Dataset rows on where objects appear
▼
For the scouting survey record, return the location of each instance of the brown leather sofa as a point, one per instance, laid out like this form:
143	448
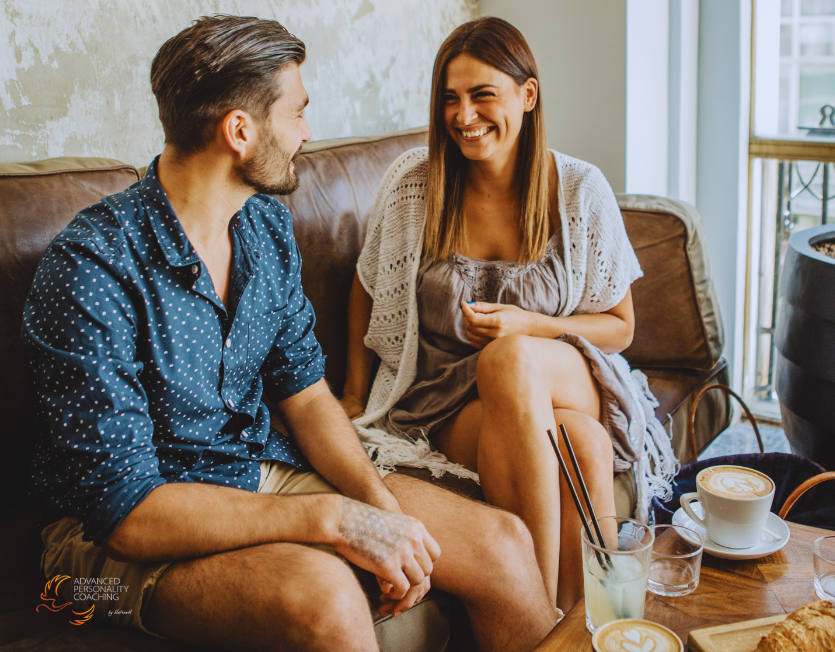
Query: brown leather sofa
678	344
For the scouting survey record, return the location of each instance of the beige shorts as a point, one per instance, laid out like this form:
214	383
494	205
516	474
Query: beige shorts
133	583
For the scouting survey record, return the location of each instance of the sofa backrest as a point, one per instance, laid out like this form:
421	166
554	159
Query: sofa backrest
677	320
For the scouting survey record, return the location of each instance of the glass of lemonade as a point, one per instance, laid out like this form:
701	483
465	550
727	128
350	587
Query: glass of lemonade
823	551
615	575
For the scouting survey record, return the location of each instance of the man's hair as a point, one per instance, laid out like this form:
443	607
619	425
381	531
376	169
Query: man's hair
219	64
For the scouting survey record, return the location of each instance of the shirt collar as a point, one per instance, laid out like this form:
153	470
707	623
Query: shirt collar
173	240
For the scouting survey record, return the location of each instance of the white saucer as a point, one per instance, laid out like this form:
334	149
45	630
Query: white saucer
766	546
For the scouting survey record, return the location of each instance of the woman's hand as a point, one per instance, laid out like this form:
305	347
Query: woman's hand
486	322
354	407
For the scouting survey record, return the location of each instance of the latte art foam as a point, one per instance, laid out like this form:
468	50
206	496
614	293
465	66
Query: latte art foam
735	482
635	636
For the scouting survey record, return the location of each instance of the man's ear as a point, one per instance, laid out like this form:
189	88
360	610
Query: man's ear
237	129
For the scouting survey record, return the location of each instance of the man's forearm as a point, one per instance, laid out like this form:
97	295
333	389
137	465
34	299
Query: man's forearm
185	520
329	442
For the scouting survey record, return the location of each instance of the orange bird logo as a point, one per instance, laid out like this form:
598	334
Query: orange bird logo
51	599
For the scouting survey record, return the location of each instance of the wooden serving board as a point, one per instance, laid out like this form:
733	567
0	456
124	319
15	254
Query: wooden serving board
739	637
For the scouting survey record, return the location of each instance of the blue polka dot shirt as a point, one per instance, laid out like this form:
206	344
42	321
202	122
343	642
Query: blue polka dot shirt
144	376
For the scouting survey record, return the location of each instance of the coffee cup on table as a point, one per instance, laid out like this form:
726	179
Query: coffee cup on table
736	501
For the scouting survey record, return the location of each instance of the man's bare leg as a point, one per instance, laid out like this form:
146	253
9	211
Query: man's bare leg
273	597
487	559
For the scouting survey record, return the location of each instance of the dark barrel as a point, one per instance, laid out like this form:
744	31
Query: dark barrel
805	347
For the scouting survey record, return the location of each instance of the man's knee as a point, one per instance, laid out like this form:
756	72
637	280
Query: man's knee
333	612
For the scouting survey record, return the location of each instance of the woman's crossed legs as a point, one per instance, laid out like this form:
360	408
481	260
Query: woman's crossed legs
526	386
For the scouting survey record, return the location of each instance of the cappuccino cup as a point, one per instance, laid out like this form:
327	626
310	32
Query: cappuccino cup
736	501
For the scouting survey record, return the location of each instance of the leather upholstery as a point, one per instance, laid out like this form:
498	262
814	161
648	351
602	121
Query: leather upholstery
678	339
37	200
677	313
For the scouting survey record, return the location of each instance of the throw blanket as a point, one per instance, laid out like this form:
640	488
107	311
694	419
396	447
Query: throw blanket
600	265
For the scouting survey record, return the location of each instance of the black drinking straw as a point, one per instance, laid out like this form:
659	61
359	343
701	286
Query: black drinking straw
603	559
576	466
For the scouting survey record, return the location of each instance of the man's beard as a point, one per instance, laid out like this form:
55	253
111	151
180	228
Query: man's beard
267	170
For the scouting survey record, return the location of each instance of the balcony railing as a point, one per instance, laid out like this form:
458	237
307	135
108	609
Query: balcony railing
792	188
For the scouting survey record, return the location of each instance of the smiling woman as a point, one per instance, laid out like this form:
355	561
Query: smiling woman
509	318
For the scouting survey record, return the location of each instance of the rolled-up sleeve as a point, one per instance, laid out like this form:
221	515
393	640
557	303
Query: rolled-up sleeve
79	330
295	361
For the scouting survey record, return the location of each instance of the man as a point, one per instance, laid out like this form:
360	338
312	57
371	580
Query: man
159	321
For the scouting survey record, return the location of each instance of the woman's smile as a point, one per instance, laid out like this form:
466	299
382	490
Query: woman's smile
471	134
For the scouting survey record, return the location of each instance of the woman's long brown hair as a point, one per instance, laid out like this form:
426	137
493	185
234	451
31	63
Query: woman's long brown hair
500	45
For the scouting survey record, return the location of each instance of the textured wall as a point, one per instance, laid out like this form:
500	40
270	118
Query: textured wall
74	73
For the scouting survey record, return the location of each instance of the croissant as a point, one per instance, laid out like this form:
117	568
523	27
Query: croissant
809	629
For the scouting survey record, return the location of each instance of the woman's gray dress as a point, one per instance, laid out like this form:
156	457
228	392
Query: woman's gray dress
446	365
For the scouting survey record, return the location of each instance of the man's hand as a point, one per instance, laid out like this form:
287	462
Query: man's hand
395	547
486	322
353	406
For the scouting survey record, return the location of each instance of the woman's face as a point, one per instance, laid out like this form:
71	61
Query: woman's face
484	107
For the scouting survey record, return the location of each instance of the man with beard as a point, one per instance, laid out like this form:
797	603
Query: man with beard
159	322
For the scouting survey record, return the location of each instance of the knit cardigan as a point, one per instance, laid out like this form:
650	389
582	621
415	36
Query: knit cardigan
600	266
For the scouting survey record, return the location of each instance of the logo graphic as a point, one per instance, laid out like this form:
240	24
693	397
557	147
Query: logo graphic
51	599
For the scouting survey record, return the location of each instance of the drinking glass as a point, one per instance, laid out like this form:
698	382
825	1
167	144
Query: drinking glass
823	550
615	574
676	560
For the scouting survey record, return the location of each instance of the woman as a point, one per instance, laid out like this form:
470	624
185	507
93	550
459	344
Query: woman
494	280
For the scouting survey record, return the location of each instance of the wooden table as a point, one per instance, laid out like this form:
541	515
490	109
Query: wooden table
729	592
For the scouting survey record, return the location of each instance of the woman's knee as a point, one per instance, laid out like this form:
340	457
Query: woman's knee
506	362
589	439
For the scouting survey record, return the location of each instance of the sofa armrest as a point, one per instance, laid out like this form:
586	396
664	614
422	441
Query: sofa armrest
677	319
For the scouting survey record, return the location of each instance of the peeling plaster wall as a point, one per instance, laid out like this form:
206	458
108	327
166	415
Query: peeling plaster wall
74	73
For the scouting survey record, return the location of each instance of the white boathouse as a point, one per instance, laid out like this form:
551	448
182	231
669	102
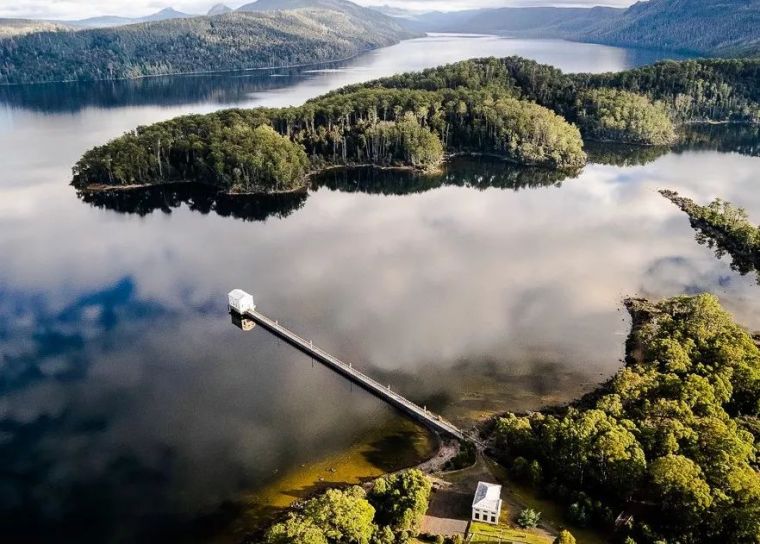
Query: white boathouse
240	301
486	505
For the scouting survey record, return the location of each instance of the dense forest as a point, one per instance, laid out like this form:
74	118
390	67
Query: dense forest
729	27
512	108
724	228
389	513
692	91
381	127
670	442
19	27
234	41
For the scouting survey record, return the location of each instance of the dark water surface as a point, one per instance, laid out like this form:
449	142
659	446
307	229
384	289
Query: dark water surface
132	410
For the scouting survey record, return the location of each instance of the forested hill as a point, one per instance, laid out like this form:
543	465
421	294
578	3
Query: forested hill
716	28
726	27
539	22
231	41
17	27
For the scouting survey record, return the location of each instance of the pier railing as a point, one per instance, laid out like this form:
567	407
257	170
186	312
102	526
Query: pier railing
423	415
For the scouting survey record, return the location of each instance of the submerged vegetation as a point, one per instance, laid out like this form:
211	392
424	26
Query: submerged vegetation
670	441
512	108
390	512
724	228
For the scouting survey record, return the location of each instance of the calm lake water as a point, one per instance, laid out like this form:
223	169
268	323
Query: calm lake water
131	409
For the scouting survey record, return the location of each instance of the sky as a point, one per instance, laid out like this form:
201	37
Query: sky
75	9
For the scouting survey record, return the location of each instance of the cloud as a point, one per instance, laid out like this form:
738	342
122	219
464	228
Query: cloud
75	9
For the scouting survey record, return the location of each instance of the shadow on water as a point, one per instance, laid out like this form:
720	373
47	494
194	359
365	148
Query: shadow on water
478	173
473	173
725	138
180	90
198	198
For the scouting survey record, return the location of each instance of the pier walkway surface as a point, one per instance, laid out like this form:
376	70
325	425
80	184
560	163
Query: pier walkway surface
418	413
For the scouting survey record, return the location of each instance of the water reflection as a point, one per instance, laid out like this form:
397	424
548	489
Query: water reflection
472	173
220	88
292	86
133	411
197	197
725	138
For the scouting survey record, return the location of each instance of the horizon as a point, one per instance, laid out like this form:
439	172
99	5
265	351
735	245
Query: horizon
83	9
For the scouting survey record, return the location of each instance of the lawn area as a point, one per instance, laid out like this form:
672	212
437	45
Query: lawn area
483	533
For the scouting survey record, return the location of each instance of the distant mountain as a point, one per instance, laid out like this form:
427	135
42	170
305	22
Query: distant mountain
234	41
18	27
219	9
722	27
524	22
280	5
165	14
714	27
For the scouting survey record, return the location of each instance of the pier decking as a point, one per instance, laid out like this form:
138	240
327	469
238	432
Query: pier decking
418	413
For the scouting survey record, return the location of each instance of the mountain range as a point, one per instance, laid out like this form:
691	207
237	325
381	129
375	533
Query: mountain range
707	27
241	40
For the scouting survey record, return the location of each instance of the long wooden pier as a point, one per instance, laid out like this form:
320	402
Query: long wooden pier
384	392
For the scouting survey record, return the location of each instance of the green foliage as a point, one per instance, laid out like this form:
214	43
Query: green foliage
623	116
404	142
255	160
528	518
725	228
693	90
295	529
390	514
705	26
385	127
401	500
512	108
670	429
564	537
335	517
234	41
464	458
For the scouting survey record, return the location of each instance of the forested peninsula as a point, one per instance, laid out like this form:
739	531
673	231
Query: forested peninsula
725	228
665	452
512	108
232	41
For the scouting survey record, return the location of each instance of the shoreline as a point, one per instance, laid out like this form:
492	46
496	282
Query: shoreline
204	72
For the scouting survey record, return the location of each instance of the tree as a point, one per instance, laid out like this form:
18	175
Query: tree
295	530
678	483
564	537
528	518
344	516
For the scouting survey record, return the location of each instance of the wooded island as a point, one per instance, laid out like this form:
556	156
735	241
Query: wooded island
513	108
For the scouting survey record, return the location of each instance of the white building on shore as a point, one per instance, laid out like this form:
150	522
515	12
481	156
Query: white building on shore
486	505
240	301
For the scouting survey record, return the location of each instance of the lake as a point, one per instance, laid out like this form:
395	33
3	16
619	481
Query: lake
133	410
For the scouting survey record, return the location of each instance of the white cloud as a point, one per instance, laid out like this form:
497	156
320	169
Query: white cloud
73	9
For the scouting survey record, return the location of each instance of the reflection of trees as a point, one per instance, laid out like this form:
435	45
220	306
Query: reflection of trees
197	198
624	155
472	173
222	88
475	173
724	229
725	138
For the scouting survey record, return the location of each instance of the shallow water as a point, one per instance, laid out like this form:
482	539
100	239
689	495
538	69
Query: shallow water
132	409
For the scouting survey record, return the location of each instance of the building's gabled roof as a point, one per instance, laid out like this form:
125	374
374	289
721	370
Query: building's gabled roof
487	497
238	294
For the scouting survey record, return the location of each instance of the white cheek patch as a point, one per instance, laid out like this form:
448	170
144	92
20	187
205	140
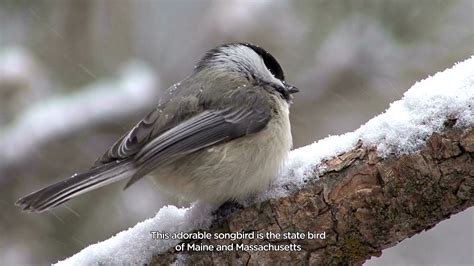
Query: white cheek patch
251	59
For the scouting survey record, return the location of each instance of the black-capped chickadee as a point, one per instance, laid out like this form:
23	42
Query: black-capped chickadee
221	134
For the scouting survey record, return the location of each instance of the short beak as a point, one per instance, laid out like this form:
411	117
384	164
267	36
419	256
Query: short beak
292	89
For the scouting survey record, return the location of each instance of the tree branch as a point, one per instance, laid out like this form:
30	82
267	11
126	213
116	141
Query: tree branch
363	202
412	167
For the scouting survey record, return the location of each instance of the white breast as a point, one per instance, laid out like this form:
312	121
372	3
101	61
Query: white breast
233	170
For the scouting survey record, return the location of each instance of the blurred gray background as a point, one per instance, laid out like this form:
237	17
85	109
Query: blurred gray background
75	75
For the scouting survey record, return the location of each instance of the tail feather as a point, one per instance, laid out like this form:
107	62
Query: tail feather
60	192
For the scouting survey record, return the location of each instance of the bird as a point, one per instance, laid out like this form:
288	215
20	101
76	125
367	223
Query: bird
221	134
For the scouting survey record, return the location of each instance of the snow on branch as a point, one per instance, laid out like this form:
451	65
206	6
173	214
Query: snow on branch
366	160
62	115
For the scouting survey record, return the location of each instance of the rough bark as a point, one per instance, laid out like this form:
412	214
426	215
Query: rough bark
363	202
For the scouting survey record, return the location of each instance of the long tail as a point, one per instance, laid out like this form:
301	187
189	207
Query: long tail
60	192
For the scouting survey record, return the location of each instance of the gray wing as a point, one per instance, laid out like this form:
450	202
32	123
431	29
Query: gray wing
248	114
131	143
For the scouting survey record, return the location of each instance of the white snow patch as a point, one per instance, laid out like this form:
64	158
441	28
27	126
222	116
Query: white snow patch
136	246
402	128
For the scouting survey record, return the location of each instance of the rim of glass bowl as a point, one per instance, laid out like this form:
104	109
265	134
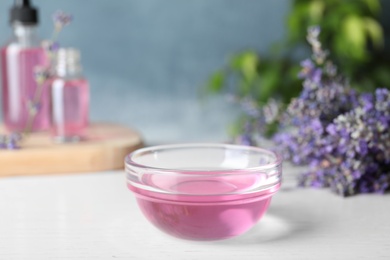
▲
GIVEN REQUEST: Report every line of the records that contains the word "tail", copying each such line in full.

TASK RESULT:
For the scouting survey record, return the location of each instance of the tail feather as a point, one per instance, laid out like this form:
Query: tail feather
For the scouting survey record, return the location of each instance of the long tail as a point, one per instance, laid out like this form:
Query: long tail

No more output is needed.